| Extracted information |
··········

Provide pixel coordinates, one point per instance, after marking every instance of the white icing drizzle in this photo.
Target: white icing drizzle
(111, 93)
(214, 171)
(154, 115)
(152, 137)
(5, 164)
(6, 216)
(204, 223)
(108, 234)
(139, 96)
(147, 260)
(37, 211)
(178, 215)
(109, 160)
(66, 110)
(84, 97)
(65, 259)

··········

| Exercise goal |
Above are the records; set each one down word for word.

| Written response |
Provide pixel coordinates, one point per instance, after marking every instance of the white icing drizzle in this photo.
Target: white icing drizzle
(111, 93)
(214, 171)
(154, 115)
(152, 137)
(5, 164)
(6, 216)
(204, 223)
(108, 234)
(139, 96)
(147, 260)
(37, 211)
(178, 215)
(109, 160)
(66, 110)
(84, 97)
(65, 259)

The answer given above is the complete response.